Begin QUOTED TEXT

Keynesians thought that fiscal stimulus would work by counteracting the problem of sticky wages. Workers would be fooled into accepting lower real wages as price levels rose. Rising nominal wages would spur added work efforts and increased hiring by businesses. However, later analysis revealed that the government can't routinely fool private markets, because people have foresight and they are generally rational. Keynes erred in ignoring the actual microeconomic behaviour of individuals and businesses.
The dominance of Keynesianism ended in the 1970s. Government spending and deficits ballooned, but the result was higher inflation, not lower unemployment. These events, and the rise in monetarism led by Milton Friedman, ended the belief in an unemployment-inflation trade-off. Keynesianism was flawed and its prescription of active fiscal intervention was misguided. Indeed, Friedman's research showed that the Great Depression was caused by a failure of government monetary policy, not a failure of private markets, as Keynes had claimed.

... snip ...

It is difficult to find a macroeconomics textbook these days that discusses Keynesian fiscal stimulus as a policy tool without serious flaws, which is why the current $800-billion proposal has taken many macroeconomists by surprise. John Cochrane of the University of Chicago recently noted that the idea of fiscal stimulus is "taught only for its fallacies" in university courses these days. Thomas Sargent of New York University noted that "the calculations that I have seen supporting the stimulus package are back-of-the-envelope ones that ignore what we have learned in the last 60 years of macroeconomic research."

... snip ...

It is not clear whether Keynesian beliefs or political factors are the main driver for the $800-billion stimulus plan. But as Harvard University's Robert Barro noted in disapproval of the stimulus plan, just because the economy is in crisis, it does "not invalidate everything we have learned about macroeconomics since 1936."

Or do you just find it convenient to ignore Friedman?

http://www.american.com/archive/2009/would-keynes-have-supported-the-stimulus-bill

In the 1960s, Keynesian economics was fully mainstream, enshrined in textbooks. Macroeconomists of that period believed that they could control macroeconomic fluctuations with great precision, based on mathematical equations that were fit to historical data. The statistical techniques produced what were called macroeconometric models, or macro models for short. The precise policy adjustments were known as “fine tuning.”*

... snip ...

End QUOTED TEXT

> **WHAT TO DO**
a. List every person named in the passage on Keynesian economics.
b. Please write out the passage on Keynesian economics starting at "Keynesians thought that" and ending at "individuals and businesses.", and switch "businesses" to "firms".
The entries are separate material and have no connection to the passage on Keynesian economics.

Begin MATERIAL SUPPLIED

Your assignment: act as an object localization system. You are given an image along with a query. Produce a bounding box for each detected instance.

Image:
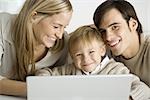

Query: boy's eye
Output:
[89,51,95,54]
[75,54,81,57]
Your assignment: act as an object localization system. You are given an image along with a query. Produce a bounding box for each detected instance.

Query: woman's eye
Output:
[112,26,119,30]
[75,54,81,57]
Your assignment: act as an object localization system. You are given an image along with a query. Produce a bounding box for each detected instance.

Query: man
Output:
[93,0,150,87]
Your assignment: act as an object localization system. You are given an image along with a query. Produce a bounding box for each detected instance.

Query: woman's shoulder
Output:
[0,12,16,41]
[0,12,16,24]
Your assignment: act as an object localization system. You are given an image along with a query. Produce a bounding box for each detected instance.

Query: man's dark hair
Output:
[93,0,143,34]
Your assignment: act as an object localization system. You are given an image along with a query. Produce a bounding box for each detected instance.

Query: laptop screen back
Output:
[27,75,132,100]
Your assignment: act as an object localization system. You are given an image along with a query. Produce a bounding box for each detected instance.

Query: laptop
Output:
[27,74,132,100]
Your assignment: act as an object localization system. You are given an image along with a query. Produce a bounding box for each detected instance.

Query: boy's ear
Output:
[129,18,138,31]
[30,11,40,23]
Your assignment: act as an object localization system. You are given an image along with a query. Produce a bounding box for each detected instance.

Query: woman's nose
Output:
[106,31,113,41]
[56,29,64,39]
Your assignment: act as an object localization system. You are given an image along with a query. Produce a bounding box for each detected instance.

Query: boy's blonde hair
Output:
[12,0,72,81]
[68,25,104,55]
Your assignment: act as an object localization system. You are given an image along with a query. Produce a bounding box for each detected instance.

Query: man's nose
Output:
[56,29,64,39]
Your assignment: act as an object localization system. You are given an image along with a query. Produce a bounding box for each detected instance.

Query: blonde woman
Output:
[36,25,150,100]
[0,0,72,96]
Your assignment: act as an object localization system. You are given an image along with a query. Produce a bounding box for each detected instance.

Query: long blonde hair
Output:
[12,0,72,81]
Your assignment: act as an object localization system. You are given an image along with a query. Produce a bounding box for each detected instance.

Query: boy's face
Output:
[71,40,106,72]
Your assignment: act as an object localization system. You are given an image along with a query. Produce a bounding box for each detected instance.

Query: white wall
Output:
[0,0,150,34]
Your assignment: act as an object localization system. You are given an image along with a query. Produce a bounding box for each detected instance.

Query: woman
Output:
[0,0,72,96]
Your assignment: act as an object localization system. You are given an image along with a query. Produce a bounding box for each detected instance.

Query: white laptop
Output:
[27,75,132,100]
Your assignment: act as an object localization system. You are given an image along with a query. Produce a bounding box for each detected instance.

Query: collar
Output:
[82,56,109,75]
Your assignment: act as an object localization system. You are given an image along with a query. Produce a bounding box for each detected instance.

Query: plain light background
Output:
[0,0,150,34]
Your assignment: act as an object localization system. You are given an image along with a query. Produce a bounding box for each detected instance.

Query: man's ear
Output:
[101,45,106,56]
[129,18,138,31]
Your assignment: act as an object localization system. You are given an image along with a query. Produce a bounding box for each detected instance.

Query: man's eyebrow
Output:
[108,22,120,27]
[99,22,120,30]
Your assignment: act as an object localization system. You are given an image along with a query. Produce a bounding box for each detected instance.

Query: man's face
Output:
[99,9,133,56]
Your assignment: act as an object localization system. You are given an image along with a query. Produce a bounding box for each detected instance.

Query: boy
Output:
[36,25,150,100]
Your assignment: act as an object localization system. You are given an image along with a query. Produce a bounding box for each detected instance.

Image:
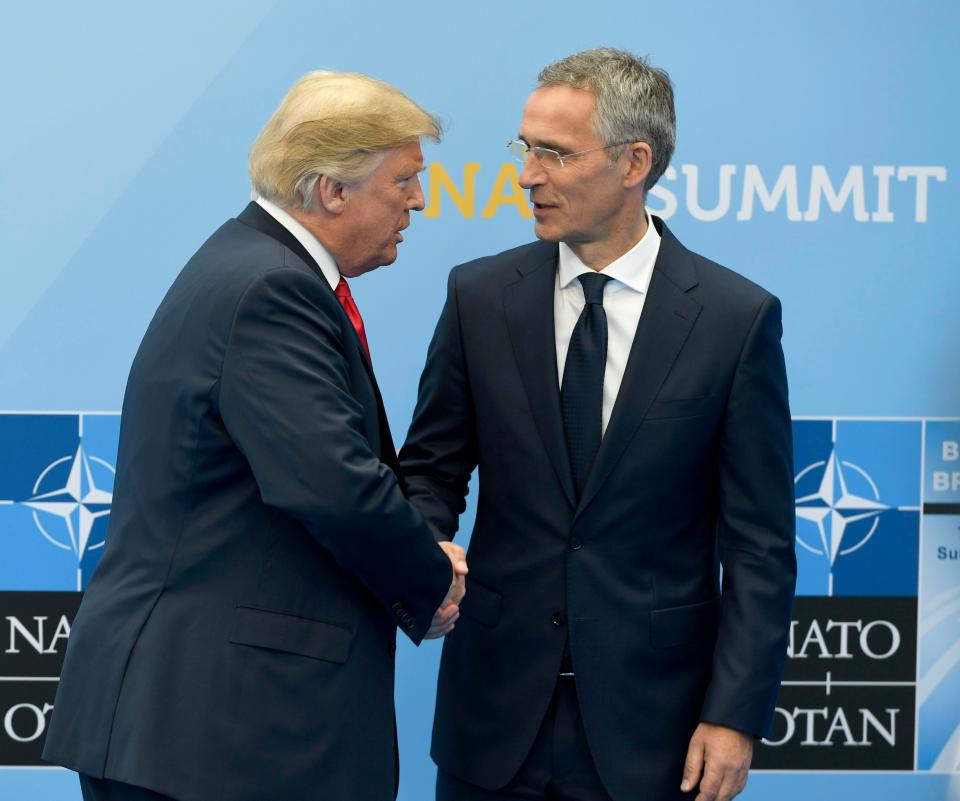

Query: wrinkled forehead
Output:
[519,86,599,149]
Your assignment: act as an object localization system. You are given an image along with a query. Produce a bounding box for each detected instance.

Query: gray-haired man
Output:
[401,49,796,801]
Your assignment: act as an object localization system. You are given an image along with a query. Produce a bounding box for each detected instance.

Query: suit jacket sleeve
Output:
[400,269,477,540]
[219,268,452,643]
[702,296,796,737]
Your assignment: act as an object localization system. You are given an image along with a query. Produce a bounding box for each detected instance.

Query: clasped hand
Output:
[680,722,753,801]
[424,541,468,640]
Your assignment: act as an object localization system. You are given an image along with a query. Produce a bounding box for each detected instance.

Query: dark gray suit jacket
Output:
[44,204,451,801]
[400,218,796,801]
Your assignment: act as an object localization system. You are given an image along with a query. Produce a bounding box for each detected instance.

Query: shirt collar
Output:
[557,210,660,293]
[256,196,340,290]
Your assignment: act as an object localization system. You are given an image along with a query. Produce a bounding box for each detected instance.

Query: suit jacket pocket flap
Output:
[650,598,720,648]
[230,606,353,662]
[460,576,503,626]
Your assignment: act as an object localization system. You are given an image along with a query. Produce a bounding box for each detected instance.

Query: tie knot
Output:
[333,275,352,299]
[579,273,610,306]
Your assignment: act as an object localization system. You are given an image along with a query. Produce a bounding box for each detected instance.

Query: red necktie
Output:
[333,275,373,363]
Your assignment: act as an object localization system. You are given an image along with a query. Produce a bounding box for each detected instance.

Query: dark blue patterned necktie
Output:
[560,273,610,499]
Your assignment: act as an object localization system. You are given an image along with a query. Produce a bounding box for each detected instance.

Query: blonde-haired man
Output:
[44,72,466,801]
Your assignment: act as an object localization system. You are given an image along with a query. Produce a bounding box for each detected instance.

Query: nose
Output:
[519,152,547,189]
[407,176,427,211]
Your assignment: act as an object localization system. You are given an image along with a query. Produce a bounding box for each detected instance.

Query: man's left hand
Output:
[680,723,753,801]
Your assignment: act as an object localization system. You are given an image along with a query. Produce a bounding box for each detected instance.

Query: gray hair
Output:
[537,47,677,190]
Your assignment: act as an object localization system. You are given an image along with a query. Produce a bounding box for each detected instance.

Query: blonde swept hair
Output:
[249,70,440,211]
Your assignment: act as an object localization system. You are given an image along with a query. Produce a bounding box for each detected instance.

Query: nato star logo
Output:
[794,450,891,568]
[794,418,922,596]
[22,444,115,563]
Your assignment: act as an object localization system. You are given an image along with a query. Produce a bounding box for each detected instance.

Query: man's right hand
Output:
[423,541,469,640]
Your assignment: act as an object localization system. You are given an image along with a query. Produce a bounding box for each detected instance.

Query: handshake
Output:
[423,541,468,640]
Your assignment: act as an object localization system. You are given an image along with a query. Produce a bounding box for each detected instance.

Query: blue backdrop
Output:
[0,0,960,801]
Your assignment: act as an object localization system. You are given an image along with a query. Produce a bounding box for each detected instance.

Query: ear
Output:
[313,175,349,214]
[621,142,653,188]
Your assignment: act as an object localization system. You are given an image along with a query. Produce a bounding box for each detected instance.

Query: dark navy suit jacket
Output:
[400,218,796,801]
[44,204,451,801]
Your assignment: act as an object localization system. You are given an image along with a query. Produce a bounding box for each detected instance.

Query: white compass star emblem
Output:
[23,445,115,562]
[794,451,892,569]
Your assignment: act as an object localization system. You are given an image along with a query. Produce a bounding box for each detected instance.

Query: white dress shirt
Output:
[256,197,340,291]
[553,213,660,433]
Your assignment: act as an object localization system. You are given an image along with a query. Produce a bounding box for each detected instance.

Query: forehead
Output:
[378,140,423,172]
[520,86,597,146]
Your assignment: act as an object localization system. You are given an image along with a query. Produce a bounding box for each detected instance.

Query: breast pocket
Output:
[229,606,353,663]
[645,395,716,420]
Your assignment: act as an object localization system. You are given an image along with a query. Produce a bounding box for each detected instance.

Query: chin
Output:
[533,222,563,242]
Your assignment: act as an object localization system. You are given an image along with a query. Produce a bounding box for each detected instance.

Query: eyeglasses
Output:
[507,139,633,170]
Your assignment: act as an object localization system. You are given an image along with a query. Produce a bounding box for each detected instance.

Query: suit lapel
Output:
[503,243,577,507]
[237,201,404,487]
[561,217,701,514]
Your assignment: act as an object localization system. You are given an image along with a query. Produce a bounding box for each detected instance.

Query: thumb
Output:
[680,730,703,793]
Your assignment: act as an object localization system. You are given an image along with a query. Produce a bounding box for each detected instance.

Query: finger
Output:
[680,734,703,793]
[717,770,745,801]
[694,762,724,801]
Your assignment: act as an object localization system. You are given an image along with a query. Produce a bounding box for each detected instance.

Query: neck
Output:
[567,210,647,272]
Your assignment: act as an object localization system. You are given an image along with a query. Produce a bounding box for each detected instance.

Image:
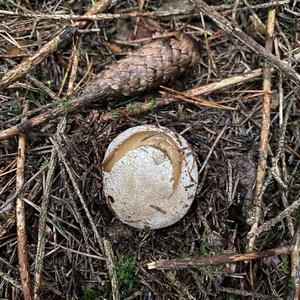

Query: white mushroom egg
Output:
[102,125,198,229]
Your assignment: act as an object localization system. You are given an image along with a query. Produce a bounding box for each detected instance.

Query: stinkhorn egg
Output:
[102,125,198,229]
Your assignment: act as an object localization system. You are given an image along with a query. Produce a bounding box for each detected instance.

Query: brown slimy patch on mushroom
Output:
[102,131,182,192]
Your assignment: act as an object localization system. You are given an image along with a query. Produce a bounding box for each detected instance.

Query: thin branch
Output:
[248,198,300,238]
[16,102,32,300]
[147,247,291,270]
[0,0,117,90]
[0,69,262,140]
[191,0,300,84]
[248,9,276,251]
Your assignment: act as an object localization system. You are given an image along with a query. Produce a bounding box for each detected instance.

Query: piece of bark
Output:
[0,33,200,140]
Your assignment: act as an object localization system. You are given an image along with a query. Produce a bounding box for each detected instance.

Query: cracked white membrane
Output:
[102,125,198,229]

End MATERIAL SUPPLIED
Begin MATERIAL SUPPLIED

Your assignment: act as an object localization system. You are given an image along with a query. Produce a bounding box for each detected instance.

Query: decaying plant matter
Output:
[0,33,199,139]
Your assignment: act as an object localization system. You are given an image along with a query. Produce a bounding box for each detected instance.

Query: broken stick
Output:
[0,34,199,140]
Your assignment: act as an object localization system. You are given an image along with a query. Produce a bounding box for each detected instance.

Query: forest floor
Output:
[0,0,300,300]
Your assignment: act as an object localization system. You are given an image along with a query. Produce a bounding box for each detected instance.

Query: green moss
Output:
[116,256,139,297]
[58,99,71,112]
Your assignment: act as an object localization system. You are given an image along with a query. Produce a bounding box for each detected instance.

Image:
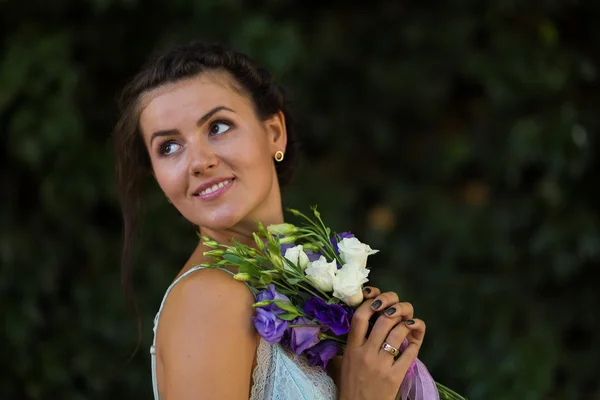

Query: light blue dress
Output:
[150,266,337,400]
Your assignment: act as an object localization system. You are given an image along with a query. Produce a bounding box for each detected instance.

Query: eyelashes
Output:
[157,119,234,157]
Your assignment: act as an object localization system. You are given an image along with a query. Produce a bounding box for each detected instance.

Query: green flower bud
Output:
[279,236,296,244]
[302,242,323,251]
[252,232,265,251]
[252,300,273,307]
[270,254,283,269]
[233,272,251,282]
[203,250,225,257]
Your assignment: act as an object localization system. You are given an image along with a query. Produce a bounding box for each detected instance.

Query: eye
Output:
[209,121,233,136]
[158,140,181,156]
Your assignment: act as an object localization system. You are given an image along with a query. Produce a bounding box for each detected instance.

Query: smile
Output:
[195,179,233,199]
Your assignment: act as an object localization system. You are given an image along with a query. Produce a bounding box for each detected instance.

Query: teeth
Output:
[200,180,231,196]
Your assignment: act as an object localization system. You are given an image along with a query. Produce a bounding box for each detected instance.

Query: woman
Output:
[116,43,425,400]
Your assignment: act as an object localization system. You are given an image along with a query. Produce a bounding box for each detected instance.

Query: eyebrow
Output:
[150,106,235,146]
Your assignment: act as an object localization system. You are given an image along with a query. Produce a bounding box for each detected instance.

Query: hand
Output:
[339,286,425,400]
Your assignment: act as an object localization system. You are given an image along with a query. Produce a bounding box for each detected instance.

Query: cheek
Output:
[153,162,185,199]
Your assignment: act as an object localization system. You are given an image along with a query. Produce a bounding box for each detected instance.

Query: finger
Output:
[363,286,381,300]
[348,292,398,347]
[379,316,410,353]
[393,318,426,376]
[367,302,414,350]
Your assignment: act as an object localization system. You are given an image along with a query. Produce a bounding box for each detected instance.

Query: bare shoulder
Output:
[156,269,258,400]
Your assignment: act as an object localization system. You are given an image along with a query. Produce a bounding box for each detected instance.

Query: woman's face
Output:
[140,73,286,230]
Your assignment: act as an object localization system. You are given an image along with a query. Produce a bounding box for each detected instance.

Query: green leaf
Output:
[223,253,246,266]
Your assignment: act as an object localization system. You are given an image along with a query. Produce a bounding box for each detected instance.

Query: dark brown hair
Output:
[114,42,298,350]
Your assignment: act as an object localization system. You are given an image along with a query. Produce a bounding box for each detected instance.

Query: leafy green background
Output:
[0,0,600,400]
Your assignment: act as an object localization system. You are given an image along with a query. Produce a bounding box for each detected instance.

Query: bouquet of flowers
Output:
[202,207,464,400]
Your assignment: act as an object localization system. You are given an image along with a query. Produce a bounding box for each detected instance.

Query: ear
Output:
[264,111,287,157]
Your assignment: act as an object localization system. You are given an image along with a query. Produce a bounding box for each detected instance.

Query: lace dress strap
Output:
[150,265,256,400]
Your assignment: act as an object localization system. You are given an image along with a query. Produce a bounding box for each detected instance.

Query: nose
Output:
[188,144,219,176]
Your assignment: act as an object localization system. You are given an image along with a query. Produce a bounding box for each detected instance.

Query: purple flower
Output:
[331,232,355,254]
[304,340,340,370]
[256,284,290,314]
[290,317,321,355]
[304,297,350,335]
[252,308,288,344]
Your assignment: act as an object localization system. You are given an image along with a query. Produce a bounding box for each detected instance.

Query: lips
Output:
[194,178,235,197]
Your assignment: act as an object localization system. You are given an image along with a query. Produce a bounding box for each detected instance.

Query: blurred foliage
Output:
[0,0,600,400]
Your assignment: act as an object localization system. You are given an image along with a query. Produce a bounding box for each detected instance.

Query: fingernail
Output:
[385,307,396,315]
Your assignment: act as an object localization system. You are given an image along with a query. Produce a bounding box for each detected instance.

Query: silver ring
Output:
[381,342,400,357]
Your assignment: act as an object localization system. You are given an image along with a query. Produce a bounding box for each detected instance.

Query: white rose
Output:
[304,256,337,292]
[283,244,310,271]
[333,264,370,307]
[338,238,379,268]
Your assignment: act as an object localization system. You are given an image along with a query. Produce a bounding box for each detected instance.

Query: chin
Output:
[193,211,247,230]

End MATERIAL SUPPLIED
Begin MATERIAL SUPPLIED

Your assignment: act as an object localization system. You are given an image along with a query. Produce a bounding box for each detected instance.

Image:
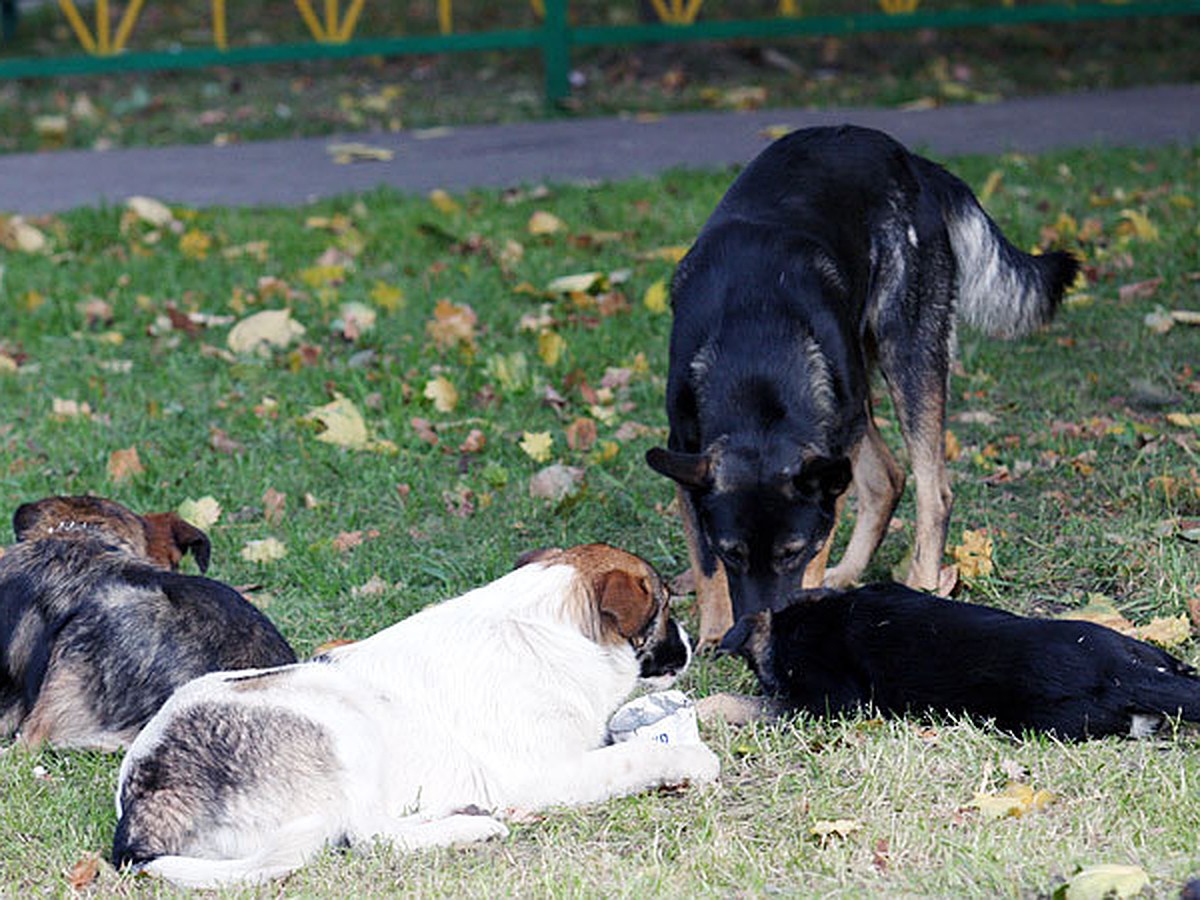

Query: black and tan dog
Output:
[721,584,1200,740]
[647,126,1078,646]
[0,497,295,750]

End MATERIAL SUPPLIED

> **EXERCISE RESPONSES**
a.
Keynes
Milton Friedman
John Cochrane
Thomas Sargent
Robert Barro

b.
Keynesians thought that fiscal stimulus would work by counteracting the problem of sticky wages. Workers would be fooled into accepting lower real wages as price levels rose. Rising nominal wages would spur added work efforts and increased hiring by firms. However, later analysis revealed that the government can't routinely fool private markets, because people have foresight and they are generally rational. Keynes erred in ignoring the actual microeconomic behaviour of individuals and firms.